* [Aim of the exercise]:
Reproduce the material below line for line, with no changes to any character.

* [Excerpted data]:

____

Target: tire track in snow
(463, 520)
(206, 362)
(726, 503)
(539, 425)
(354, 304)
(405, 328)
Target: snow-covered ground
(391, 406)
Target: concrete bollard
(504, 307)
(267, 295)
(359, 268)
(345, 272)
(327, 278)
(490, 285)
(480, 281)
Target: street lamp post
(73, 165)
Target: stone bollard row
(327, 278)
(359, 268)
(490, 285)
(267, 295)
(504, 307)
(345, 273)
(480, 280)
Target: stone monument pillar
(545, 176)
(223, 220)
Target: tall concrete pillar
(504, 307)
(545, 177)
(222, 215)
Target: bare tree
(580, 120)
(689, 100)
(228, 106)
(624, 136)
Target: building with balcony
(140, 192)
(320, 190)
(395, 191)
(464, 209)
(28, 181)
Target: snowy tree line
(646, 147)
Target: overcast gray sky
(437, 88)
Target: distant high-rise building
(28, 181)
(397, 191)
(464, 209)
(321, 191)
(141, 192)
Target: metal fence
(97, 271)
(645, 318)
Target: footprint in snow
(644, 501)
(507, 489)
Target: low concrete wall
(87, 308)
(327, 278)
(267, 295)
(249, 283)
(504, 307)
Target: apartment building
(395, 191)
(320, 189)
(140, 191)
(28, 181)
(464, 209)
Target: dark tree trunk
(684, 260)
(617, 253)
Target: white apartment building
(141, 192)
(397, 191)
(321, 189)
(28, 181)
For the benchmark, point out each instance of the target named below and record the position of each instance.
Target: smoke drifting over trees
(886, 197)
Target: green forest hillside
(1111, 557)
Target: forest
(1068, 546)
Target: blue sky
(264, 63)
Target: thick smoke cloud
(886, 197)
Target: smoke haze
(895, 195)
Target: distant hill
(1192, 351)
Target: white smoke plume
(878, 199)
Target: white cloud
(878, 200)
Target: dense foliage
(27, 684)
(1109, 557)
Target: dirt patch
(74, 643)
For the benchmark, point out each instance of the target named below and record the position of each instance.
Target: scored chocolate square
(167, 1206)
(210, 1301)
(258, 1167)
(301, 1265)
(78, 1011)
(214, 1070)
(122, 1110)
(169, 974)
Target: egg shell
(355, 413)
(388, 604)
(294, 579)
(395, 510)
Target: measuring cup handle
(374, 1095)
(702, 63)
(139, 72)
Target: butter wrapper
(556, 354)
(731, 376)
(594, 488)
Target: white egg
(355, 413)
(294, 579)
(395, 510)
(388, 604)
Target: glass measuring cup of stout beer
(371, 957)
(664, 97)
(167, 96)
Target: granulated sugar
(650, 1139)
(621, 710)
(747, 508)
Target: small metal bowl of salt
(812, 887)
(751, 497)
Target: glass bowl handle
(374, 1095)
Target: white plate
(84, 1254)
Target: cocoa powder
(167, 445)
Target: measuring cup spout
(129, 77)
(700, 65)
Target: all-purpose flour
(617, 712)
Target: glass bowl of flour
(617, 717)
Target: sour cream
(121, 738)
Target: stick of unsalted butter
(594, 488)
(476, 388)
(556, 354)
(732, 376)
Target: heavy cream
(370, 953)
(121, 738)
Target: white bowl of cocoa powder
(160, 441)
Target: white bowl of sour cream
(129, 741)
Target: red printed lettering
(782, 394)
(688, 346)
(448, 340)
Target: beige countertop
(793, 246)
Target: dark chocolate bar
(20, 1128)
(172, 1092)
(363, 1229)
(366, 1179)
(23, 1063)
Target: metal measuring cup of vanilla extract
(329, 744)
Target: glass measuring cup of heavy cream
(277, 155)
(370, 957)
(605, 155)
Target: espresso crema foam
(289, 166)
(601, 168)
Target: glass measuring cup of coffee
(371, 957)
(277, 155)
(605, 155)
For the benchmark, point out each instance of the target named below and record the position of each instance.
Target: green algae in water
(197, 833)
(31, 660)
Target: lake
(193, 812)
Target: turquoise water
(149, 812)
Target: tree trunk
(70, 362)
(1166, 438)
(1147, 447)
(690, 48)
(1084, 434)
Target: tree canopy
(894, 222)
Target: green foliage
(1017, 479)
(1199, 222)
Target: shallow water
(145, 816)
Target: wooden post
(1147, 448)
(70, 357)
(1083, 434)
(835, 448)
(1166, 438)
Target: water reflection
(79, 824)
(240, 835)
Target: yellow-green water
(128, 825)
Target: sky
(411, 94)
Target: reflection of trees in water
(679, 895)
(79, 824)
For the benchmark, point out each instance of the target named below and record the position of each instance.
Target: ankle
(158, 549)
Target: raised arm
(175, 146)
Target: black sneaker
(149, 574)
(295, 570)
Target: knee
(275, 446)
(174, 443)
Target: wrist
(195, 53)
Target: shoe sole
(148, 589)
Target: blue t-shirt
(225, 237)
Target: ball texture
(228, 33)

____

* [Answer to the exercise]:
Target: tire track in snow
(463, 520)
(206, 362)
(726, 503)
(539, 425)
(354, 304)
(405, 328)
Target: snow-covered ground
(391, 406)
Target: concrete bollard
(504, 307)
(267, 295)
(359, 268)
(345, 272)
(327, 278)
(490, 285)
(480, 281)
Target: street lamp post
(73, 165)
Target: stone bollard row
(327, 278)
(359, 268)
(490, 285)
(267, 295)
(504, 307)
(345, 273)
(480, 280)
Target: stone monument pillar
(545, 176)
(223, 220)
Target: tall concrete pillar
(504, 307)
(545, 177)
(222, 215)
Target: bare tree
(580, 120)
(689, 100)
(228, 106)
(624, 136)
Target: building with balcony
(140, 192)
(320, 190)
(395, 191)
(464, 209)
(28, 181)
Target: snowy tree line
(646, 147)
Target: overcast gray sky
(437, 88)
Target: distant high-rise building
(28, 181)
(397, 191)
(464, 209)
(321, 191)
(141, 192)
Target: metal fence
(97, 271)
(645, 318)
Target: footprint in snow
(644, 501)
(507, 489)
Target: low concrete wall
(87, 308)
(327, 278)
(267, 295)
(249, 283)
(504, 307)
Target: apartment building
(395, 191)
(320, 189)
(140, 191)
(28, 181)
(464, 209)
Target: dark tree trunk
(684, 260)
(617, 253)
Target: white apartment building
(141, 192)
(397, 191)
(321, 189)
(28, 181)
For the benchmark, point out each instance of the target named below and record the position of each instance.
Target: smoke drifting over trees
(886, 197)
Target: green forest hillside
(1111, 557)
Target: forest
(1068, 546)
Target: blue sky
(264, 63)
Target: thick smoke cloud
(886, 197)
Target: smoke haze
(895, 195)
Target: distant hill
(1192, 351)
Target: white smoke plume
(878, 199)
Target: white cloud
(878, 200)
Target: dense foliage
(27, 684)
(1109, 557)
Target: dirt patch
(74, 643)
For the benchmark, point out each instance of the target named below and record the position of each instance.
Target: scored chocolate square
(167, 1206)
(210, 1301)
(258, 1167)
(301, 1265)
(78, 1011)
(214, 1070)
(122, 1110)
(169, 974)
Target: egg shell
(355, 413)
(388, 604)
(294, 579)
(395, 510)
Target: measuring cup handle
(374, 1095)
(702, 63)
(139, 72)
Target: butter wrapper
(556, 354)
(731, 376)
(594, 488)
Target: white egg
(355, 413)
(294, 579)
(395, 510)
(388, 604)
Target: glass measuring cup of stout beer
(371, 957)
(664, 97)
(167, 96)
Target: granulated sugar
(650, 1139)
(621, 710)
(747, 508)
Target: small metal bowl of salt
(812, 887)
(751, 497)
Target: glass bowl handle
(374, 1095)
Target: white plate
(84, 1254)
Target: cocoa powder
(167, 445)
Target: measuring cup spout
(129, 77)
(700, 65)
Target: all-purpose flour
(617, 712)
Target: glass bowl of flour
(617, 717)
Target: sour cream
(121, 738)
Target: stick of unsalted butter
(594, 488)
(476, 388)
(556, 354)
(732, 376)
Target: heavy cream
(370, 953)
(121, 738)
Target: white bowl of cocoa powder
(160, 441)
Target: white bowl of sour cream
(129, 741)
Target: red printed lettering
(782, 394)
(688, 346)
(448, 340)
Target: beige countertop
(793, 246)
Target: dark chocolate bar
(20, 1128)
(172, 1092)
(363, 1229)
(366, 1179)
(23, 1063)
Target: metal measuring cup of vanilla extract
(329, 744)
Target: glass measuring cup of heavy cream
(277, 155)
(370, 957)
(605, 155)
Target: espresso crema foam
(289, 166)
(601, 168)
Target: glass measuring cup of coffee
(371, 957)
(277, 155)
(605, 155)
For the benchmark, point out each instance of the target named below and record the position of each instance.
Target: green algae in water
(197, 833)
(31, 660)
Target: lake
(193, 812)
Target: turquoise water
(149, 812)
Target: tree trunk
(70, 362)
(1166, 438)
(1147, 447)
(690, 48)
(1084, 434)
Target: tree canopy
(894, 222)
Target: green foliage
(1017, 479)
(1199, 222)
Target: shallow water
(145, 816)
Target: wooden post
(1147, 448)
(70, 357)
(1083, 434)
(835, 448)
(1166, 438)
Target: water reflection
(79, 824)
(240, 835)
Target: yellow-green water
(128, 825)
Target: sky
(411, 94)
Target: reflection of trees in water
(679, 895)
(79, 824)
For the benchmark, point out each instance of the target named below and record the position of each instance.
Target: ankle
(158, 549)
Target: raised arm
(175, 146)
Target: black sneaker
(149, 574)
(295, 570)
Target: knee
(275, 446)
(174, 443)
Target: wrist
(195, 53)
Target: shoe sole
(148, 589)
Target: blue t-shirt
(225, 237)
Target: ball texture
(228, 33)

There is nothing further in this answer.